Bundespräsident beschreibt Chancen der Zuwanderung – und Probleme. „Keine mildernden Umstände für Eigenarten, die Gesetzen zuwiderlaufen.“
Berlin. Bundespräsident Joachim Gauck fordert die Deutschen auf, Zuwanderer mit größerer Selbstverständlichkeit aufzunehmen und jede Form der Ausgrenzung zu beenden. „Hören wir auf, von ‚Wir‘ und ‚denen‘ zu reden“, sagte Gauck bei einer Einbürgerungsfeier für 22 Zuwanderer in Schloss Bellevue. „Es gibt ein neues deutsches ‚Wir‘.“
Menschen, die in Deutschland geboren und seit Jahren heimisch seien, fühlten sich immer wieder zu „anderen“ gemacht, kritisierte Gauck. Entweder würden sie aus falsch verstandener Höflichkeit auf Englisch angesprochen oder gefragt, woher sie denn eigentlich stammten. „Das darf nicht sein“, mahnte das Staatsoberhaupt.

→ Bereitgestellte Angaben:
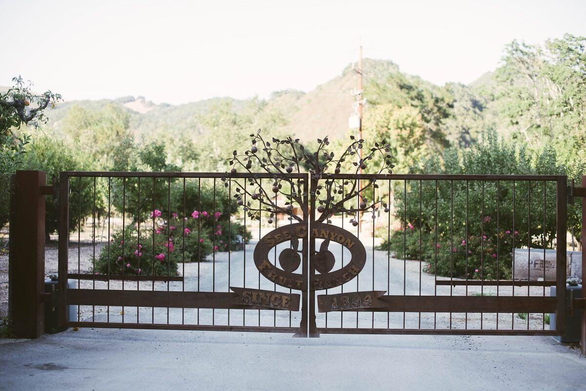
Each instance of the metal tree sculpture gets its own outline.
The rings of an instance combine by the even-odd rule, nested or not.
[[[329,141],[327,137],[318,139],[317,149],[313,152],[309,152],[300,144],[298,138],[294,140],[287,137],[284,140],[279,140],[273,137],[272,141],[269,141],[263,138],[260,130],[256,134],[251,134],[250,137],[252,139],[250,149],[242,154],[234,151],[233,157],[228,161],[232,166],[231,174],[235,174],[238,172],[239,169],[243,168],[253,175],[243,179],[243,182],[233,176],[229,178],[228,175],[222,178],[227,187],[229,181],[236,184],[236,193],[234,197],[239,205],[244,206],[248,217],[260,219],[260,213],[265,212],[270,214],[270,224],[272,222],[272,219],[277,213],[288,216],[290,220],[304,222],[304,217],[308,213],[306,202],[304,202],[308,195],[304,191],[304,180],[287,174],[294,172],[301,174],[305,168],[308,169],[311,178],[316,183],[315,194],[312,194],[315,197],[316,203],[319,204],[317,211],[320,216],[316,219],[316,222],[322,222],[336,213],[343,213],[350,216],[350,223],[356,226],[358,225],[357,215],[359,213],[370,211],[374,218],[379,203],[384,207],[386,212],[388,212],[388,207],[384,201],[375,202],[373,200],[369,202],[369,200],[363,196],[364,191],[368,188],[378,187],[375,179],[362,183],[357,177],[349,176],[348,179],[340,179],[329,176],[329,174],[339,174],[342,166],[350,164],[355,168],[352,174],[357,174],[361,170],[367,168],[369,161],[372,161],[377,154],[382,156],[382,163],[376,174],[384,172],[392,174],[391,169],[394,165],[391,164],[391,157],[388,154],[389,145],[386,141],[383,140],[380,143],[375,142],[366,156],[360,157],[360,152],[361,150],[363,151],[364,141],[350,136],[350,145],[339,158],[335,158],[334,152],[329,150]],[[260,166],[271,175],[273,181],[271,189],[272,195],[263,187],[262,179],[254,175],[253,169],[255,166]],[[226,174],[228,173],[226,172]],[[325,183],[319,185],[318,181],[322,179],[325,179]],[[281,193],[286,199],[284,206],[277,205],[277,193]],[[336,194],[341,195],[340,199],[335,199]],[[355,197],[359,202],[356,203],[355,206],[346,208],[346,202]],[[255,202],[253,203],[250,200]],[[301,210],[302,216],[294,213],[295,206]]]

→ Ziele:
#1 Wie viele Zuwanderer wurden laut dem Textauszug bei der Feier in Schloss Bellevue eingebürgert?
#2 Nennen Sie alle Ortsnamen, die im Textauszug vorkommen.
#3 Schreiben Sie den Textauszug über Gaucks Rede zur Zuwanderung nach seinem letzten Satz weiter.

→ Schriftliche Antworten:
#1 Bei der Feier wurden 22 Zuwanderer eingebürgert.

#2 Berlin, Schloss Bellevue, Deutschland

#3
Deutschland dürfe nicht länger jene Bürger auf Abstand halten, die schon längst dazugehörten, sagte Gauck in seiner ersten Grundsatzrede zur Zuwanderung. „Ich wünsche mir einen Alltag, in dem wir das selbstverständlich Eigene achten – und dem anderen selbstverständlich Raum geben.“
Mit dem Appell, Zuwanderern auf Augenhöhe zu begegnen, fordert Gauck nicht nur eine neue Selbstverständlichkeit im Umgang zwischen den Bevölkerungsgruppen in Deutschland. Die Aufforderung markiert auch für den Bundespräsidenten selbst eine neue Etappe in der Zuwanderungsdebatte.
So hatte Gauck im Jahr 2012 den Zuwanderungskritiker Thilo Sarrazin noch als „mutig“ bezeichnet. Nun, nach gut zwei Jahren als Bundespräsident, benennt Gauck zwar auch Missstände und Integrationsprobleme. Der Schwerpunkt seiner Rede liegt aber darauf, den Deutschen mehr Offenheit abzuverlangen.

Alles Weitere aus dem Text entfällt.